* **Page**
Language and Belonging
Exploring the Italian migrant's experience in Filomena Coppola's solo exhibition at Mildura Arts Centre

Five letters cinque lettere
Filomena Coppola uses symbols drawn from everyday migrant experience to explore the depths of belonging, family connection and Italian Australian identity. A body of work developed over ten years is on display at the Mildura Arts Centre. Five Letters cinque lettere refers to the five letters present in the English alphabet but missing from the Italian one. This seemingly simple conceit opens up conceptual space to explore what it means to grow up between two cultures.
Coppola works primarily with pastels on large sheets of paper, often joined to create large scale works. Using layer upon layer of fine pigments, held in place with fixative, these drawings feature surreal combinations such as fur covered native Australian flora. These reflect her desire to depict her experiences ‘caught between cultural expectation and new opportunities’.[1] The viewer should be left with a sense of dislocation; she tells me as we walk through the gallery in mid-December.
Coppola’s process reflects elements of the migrant’s journey itself. We pause at her early works ‘Wallflower – Play with Me’ (2010) which feature the furry orchids. She notes that the way she draws has a sensation of the unknown, of investing without knowing the exact destination; much like many of the men and women who chose Australia while knowing nearly nothing about it.
In Coppola’s documentary film from 2013, ‘Mother Tongue’, filmed and edited by Robert Klarich, some of the interviewees describe not knowing the language or a single other person when they arrived. Newly arrived migrants knew nearly nothing of the flora and fauna, and some had never seen an image of the country. ‘Mother Tongue captures the enormity of this dislocation and imperative to make a life from scratch.
I ask Coppola why Australia? They knew it would be better; she tells me. Perhaps the similarities in climate also drew many Italians to Mildura, something familiar in a new place.
The surrealism of ‘Wallflower – Play with Me’ (2010) speaks to the strange new land her parents and many others experienced upon arrival. These furry orchids have an eye-catching texture, their shapes are not overly floral. Leopard print petals, a sort of sting ray shape, tiger stripes; are these plants or animals? I’m not quite sure.

* **Tasks to perform**
1. Print the review of Filomena Coppola's exhibition word for word, starting with "Coppola works primarily" and going on through "gallery in mid-December.".
2. Carry on the review of Filomena Coppola's exhibition from the point where it stops.

* **Data shown**
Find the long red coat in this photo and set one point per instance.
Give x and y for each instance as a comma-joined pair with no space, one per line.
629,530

* **Written responses**
1.
Coppola works primarily with pastels on large sheets of paper, often joined to create large scale works. Using layer upon layer of fine pigments, held in place with fixative, these drawings feature surreal combinations such as fur covered native Australian flora. These reflect her desire to depict her experiences ‘caught between cultural expectation and new opportunities’.[1] The viewer should be left with a sense of dislocation; she tells me as we walk through the gallery in mid-December.

2.
Mildura Arts Centre’s galleries are familiar to Coppola, she’s exhibiting on home soil. Back in 2011 for the Mildura Palimpsest Biennale #8 her work ‘Wallflower – Mirror rorriM’ was installed in a downstairs gallery. Two botanical pastels in light-and-reddish brown (over 100cm each) were hung above a sand and earth design carefully layered on the floor. Murray River sand and Mildura dirt (known for its rich fertile red-loam tinge) mapped out a large William Morris floral design – which viewers had to walk across to see the drawings up close. Once they did so it was clear the images were not quite what they seemed. A native Australian orchid and more William Morris designs are rendered like fur, in a strange and unexpected juxtaposition.

The audience’s footprints also transformed the floor design as they walked across it, in yet another nod to journeying and travel.
With five letters cinque lettere Coppola has once again carefully considered the space in which her artworks are displayed. ‘Wallflower – Mirror rorriM’ is this time hung next to other furry orchids from the same series. This series led to Coppola’s 2013 body of work ‘Mother Tongue’ which takes the botanical interest and creates a beguiling connection with Italy, the mother country.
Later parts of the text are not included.